┌────────
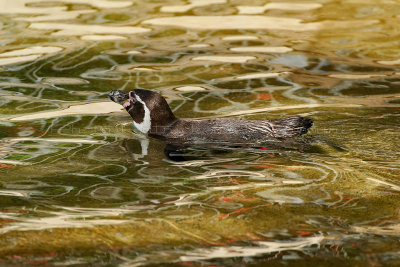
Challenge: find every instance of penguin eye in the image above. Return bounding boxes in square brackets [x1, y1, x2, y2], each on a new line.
[129, 91, 137, 103]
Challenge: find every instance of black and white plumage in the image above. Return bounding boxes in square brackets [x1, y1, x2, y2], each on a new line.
[108, 89, 313, 143]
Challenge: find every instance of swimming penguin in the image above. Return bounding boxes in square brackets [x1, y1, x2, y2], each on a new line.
[108, 89, 313, 143]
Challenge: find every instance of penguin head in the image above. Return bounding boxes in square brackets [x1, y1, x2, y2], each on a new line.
[108, 89, 176, 134]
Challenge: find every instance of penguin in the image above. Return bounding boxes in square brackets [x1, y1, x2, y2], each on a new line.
[108, 89, 313, 143]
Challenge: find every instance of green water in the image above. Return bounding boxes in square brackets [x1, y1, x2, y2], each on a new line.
[0, 0, 400, 266]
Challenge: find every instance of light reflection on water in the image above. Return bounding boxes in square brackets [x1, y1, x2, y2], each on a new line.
└────────
### Work order
Transcribe everything above exactly. Do not include the pictures.

### Response to this task
Challenge: find every instance of penguin eye in the image above. Return bounding boxes in square brackets [x1, y1, x2, y2], each on a new line.
[129, 91, 137, 103]
Challenge: find every instance of black and white plumage in the image above. Return bounding boxes in square brackets [x1, y1, x2, y2], each on a new line.
[108, 89, 313, 143]
Challenge: find every instance of swimming penguin in the image above. Return bounding boxes in square brackets [x1, y1, x2, y2], each on a new line.
[108, 89, 313, 143]
Challenge: find every instance of penguin head in the image above. Return bounding boxes in square brackets [x1, y1, x2, y2], each on a new line.
[108, 89, 176, 134]
Challenge: find every instance of penguin in the image above. Return bounding boxes in square brackets [x1, y1, x2, y2], each on a new line.
[108, 89, 313, 143]
Challenge: find every instance of green water in the image above. Return bounding boxes in square brackets [x1, y1, x2, y2], each on a new line.
[0, 0, 400, 266]
Challenge: find every instance of light reflection on water in the image above. Return bounding boxes in square brackets [x1, y1, x2, y2], each on a new line.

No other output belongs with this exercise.